▶ Extract:
Many games allow the possibility for a unit to have a fractional amount of movement points, due to terrain features or terrain improvements that allow a unit to only expend a fractional amount of movement points to move to the tile. In some games, exhaustion also comes into play: if there is an insufficient amount of movement points remaining, a unit may not move to a tile as commanded, and if a unit is ordered to attack, its attack strength may be reduced. Injury has a similar effect in games that have hit points. In Colonization, sailing close to an enemy ship may reduce movement points, which can be serious if "you" were expecting to slip into a safe port.
Zones of control
In many games, units exert a zone of control. With the notable exception of Civilization III, whose definition of "zone of control" is considerably different, a unit's zone of control is the eight tiles that surround the tile which the unit is on. It is generally illegal for a unit that is in an opposing civilization's zone of control to move into a space that is in another opposing zone of control. This not need be the same unit, or the same player. Thus, it is sometimes possible to form a defensive barrier using units that are strategically placed.
Units of an allied civilization, or similar "right of passage" agreement, ignore zones of control. Some units can also ignore zones of control, regardless of their nationality.
Many Civ games also employ a system of combat experience. A regular unit may be promoted to Veteran status, and receive certain statistic bonuses. Veteran units in some games may be promoted further for more bonuses.
All Civ games except Colonization allow the possibility of nuclear war. For instance, all Civ games have nuclear warheads, and Civilization II allows spies to detonate nuclear devices. (The retrovirus Probe Team action in Sid Meier's Alpha Centauri is similar to this.) Use of a nuclear weapon usually has the following effects:
- If aimed at a city, half of its population dies
- If aimed at a stack of military units, the stack is completely destroyed. In Civilization III, however, there is a 50% chance that a unit in a stack survives with 50% health.

▶ Given information:
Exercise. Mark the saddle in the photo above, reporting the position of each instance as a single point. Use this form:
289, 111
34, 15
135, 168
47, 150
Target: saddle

▶ Your task:
Write what comes next in the passage on Civilization game mechanics, picking up after its last sentence. The listing is separate material and has no connection to the passage on Civilization game mechanics.

▶ Task output:
- Surrounding tiles have pollution added, influencing the possibility of global warming. In Civilization III, any terrain improvements on these tiles are also destroyed.
- In many games, every civilization will declare war on anyone that uses a nuclear weapon. In Sid Meier's Alpha Centauri, this happens only if the UN charter is in effect. In any case, the reputation of the user of the nuclear weapon is greatly soured.
Using nuclear weapons is not recommended unless you either have a lock on the game and want to finish it more quickly, or are in such a desperate losing position that it is the only thing that may turn the tide in your favor. Of course, if you are playing a one-on-one game, or all civs but you and another civ are eliminated, and you are at war with the other civ, you shouldn't worry about other civs declaring war on you, because there is no other civ to declare war on you! Another time one might use nuclear weapons is if you might be able to stockpile enough weapons to destroy enough cities to obtain victory.